Natural-language object grounding data:
■ ■ ■ ■ ■
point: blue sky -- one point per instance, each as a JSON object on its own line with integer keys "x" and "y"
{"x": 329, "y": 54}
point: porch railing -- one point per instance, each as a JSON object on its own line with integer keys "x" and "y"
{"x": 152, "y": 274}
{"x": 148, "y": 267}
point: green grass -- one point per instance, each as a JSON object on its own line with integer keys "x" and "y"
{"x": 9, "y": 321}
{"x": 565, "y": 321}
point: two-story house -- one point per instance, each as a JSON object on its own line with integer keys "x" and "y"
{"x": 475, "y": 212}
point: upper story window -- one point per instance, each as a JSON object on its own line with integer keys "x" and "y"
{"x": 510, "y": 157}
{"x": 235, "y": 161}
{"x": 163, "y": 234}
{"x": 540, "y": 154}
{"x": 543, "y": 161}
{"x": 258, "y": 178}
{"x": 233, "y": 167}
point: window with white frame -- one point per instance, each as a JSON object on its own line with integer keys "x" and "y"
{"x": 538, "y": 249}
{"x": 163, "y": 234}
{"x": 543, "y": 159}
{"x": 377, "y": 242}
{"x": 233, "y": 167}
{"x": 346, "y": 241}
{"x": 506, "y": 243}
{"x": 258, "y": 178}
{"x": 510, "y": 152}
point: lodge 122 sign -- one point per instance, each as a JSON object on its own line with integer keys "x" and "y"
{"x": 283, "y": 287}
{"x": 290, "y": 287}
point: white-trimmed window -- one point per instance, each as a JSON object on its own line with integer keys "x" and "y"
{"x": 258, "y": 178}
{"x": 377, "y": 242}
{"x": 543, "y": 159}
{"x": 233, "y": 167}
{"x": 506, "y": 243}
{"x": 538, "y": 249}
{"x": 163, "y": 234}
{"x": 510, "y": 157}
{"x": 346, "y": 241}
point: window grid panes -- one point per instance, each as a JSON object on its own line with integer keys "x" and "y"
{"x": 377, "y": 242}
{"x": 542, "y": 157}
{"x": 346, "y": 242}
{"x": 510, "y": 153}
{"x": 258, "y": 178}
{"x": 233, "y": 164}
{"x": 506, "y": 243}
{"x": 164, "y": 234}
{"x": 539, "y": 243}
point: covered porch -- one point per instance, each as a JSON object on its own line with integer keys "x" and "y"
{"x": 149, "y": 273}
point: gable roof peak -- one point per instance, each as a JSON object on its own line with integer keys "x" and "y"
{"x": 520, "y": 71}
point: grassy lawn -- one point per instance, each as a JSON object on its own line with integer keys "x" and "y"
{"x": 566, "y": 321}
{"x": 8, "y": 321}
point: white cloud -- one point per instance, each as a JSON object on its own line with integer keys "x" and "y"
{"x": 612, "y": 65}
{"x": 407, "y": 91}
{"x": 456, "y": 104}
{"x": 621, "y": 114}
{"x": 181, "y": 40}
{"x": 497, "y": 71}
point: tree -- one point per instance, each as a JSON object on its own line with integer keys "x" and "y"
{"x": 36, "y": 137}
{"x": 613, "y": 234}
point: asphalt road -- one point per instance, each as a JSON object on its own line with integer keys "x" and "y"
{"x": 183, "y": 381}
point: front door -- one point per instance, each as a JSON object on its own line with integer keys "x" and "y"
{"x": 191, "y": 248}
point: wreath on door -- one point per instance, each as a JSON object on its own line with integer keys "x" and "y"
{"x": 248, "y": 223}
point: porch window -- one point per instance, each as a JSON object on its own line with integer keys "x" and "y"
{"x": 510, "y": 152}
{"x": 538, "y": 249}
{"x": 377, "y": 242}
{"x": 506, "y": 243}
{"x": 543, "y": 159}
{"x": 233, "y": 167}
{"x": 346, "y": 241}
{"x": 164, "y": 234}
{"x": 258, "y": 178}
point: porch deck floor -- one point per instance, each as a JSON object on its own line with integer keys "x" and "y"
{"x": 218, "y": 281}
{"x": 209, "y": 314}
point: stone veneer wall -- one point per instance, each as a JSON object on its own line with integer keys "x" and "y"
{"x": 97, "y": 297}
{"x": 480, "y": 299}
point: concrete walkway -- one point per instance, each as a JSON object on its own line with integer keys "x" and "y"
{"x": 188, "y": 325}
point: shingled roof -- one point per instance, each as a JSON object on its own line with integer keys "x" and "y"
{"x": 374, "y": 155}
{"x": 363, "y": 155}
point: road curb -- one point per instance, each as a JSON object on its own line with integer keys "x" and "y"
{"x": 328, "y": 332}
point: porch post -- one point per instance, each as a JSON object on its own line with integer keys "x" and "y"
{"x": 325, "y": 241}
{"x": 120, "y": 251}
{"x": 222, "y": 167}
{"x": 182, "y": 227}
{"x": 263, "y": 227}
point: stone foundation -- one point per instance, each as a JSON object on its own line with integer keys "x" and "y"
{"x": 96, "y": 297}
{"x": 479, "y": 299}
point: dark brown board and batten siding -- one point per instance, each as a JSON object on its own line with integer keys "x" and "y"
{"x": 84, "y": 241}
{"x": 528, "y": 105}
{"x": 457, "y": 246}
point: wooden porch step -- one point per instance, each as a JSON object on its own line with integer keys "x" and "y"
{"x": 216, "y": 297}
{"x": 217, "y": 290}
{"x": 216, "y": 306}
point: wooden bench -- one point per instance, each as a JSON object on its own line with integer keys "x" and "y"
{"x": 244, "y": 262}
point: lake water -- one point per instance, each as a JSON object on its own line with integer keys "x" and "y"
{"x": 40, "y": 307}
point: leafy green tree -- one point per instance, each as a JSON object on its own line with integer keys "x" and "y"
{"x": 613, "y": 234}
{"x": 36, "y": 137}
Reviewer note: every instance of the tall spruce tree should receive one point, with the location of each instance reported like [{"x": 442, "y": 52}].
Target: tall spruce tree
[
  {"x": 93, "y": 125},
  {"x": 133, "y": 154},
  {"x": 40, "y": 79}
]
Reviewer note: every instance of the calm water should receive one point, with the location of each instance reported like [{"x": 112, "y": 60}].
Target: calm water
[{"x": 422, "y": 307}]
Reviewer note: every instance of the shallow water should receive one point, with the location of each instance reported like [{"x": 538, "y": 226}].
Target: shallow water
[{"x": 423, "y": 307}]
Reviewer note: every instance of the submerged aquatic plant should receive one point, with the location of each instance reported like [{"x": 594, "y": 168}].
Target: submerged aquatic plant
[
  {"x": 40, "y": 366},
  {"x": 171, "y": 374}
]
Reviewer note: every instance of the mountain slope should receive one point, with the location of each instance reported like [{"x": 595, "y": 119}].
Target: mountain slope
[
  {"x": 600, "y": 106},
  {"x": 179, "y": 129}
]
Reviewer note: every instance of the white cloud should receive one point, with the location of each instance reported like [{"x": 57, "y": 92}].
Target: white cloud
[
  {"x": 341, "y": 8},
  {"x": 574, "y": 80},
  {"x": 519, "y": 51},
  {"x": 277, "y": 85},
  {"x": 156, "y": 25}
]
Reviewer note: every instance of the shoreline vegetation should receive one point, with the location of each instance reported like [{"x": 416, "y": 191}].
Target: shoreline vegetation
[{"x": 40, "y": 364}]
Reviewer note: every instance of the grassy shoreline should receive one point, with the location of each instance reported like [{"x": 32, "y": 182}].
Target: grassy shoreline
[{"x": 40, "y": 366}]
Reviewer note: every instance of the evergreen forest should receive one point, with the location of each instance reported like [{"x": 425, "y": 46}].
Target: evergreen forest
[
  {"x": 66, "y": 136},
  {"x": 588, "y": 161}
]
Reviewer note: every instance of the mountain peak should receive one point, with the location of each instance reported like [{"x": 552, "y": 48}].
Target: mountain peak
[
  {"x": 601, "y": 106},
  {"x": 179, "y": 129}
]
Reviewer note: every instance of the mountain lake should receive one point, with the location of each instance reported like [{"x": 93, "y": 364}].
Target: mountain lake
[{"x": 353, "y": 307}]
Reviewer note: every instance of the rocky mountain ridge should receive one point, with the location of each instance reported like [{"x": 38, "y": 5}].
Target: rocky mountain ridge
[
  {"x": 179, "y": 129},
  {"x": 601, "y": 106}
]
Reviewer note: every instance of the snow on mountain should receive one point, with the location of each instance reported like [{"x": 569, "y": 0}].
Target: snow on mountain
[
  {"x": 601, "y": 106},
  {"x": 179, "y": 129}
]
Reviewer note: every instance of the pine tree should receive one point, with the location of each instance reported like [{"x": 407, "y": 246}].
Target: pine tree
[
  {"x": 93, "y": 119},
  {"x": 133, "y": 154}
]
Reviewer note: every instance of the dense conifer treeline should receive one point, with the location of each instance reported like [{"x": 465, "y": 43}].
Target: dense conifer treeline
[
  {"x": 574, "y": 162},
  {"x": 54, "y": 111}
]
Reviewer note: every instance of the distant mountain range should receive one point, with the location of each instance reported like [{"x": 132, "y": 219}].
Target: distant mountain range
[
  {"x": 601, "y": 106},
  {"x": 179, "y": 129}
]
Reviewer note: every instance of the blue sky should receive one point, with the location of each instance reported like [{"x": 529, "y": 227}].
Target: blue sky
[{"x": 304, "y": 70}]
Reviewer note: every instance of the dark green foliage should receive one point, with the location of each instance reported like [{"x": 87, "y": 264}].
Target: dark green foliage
■ ■ ■ ■ ■
Every line that holds the word "foliage" should be copied from the records.

Reviewer note: every instance of the dark green foliage should receive one point, with the location of each instance reported like [{"x": 87, "y": 264}].
Target: dark green foliage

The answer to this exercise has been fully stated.